SOURCE EXTRACT:

● ● ●

A new paper in Pediatrics showed that the already shameful racial disparities in infant mortality are doubled by fertility treatments. Specifically, the authors found that Black families are impacted most (infant mortality rates were four times as high among those conceived through ART). While an analysis of the cause was beyond the scope of the paper, I believe this indicates an unmeasured difference in who is selecting into fertility care, with those at highest risk concentrated among Black, Asian, and Hispanic families. I also believe this means everyone in the fertility industry must be held accountable for health equity. Providers must root out sources of bias at the point of service. Benefits administrators must move beyond DEI statements to driving equitable health outcomes. Employers must invest in maternity alongside fertility with an awareness that many fertility services drive high-risk pregnancies.
In Fertility & Sterility, researchers took longitudinal outcomes data from NYU Langone patients who pursued pregnancy using their frozen eggs, offering a significant contribution to a glaring gap in our current understanding of the procedure. First and foremost, their data underscored that success rates for using frozen eggs are comparable to IVF generally — around 40 percent per patient. Even more significantly, they found that a patient’s age at the time of using a frozen egg did not affect the outcome one way or another; what mattered most was the age at which the patient froze their eggs, and the number they had kept in storage.

● ● ●

STUDY MATERIAL:
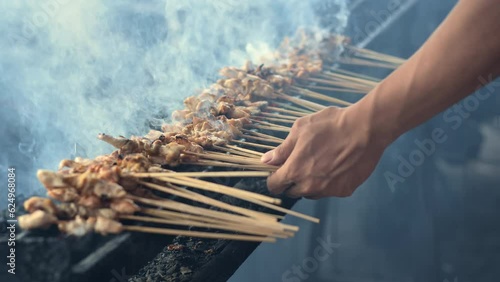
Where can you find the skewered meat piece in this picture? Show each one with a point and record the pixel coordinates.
(51, 180)
(74, 167)
(67, 210)
(78, 227)
(171, 153)
(124, 206)
(154, 148)
(153, 135)
(206, 95)
(108, 189)
(90, 201)
(115, 142)
(107, 226)
(239, 112)
(136, 162)
(171, 128)
(205, 107)
(67, 194)
(191, 103)
(107, 213)
(109, 173)
(37, 219)
(39, 203)
(181, 115)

● ● ●

Please pick up the fertility research summary after its last sentence and continue it. The material has no connection to the fertility research summary.

A large study in JAMA Network Open examining data from more than 500,000 people found that patients with exposure to telehealth significantly outperformed or were equivalent to those who received exclusively in-person care on 13 out of 16 medication, testing, and counseling quality measures. Notably, telehealth exposure significantly outperformed on all 11 testing (ex. blood pressure control) and counseling-based (ex. influenza vaccination) measures, suggesting that the convenience of reaching a trusted healthcare voice and the autonomy afforded by connected devices actually empower patients to take on a greater role in following through on their provider’s recommendations. It is interesting to think about this kind of democratization of care delivery; it’s a world maybe a bit less about ‘doctor’s orders’ and more about their support — or, to borrow a term from the late Dr. Paul Farmer, accompaniment.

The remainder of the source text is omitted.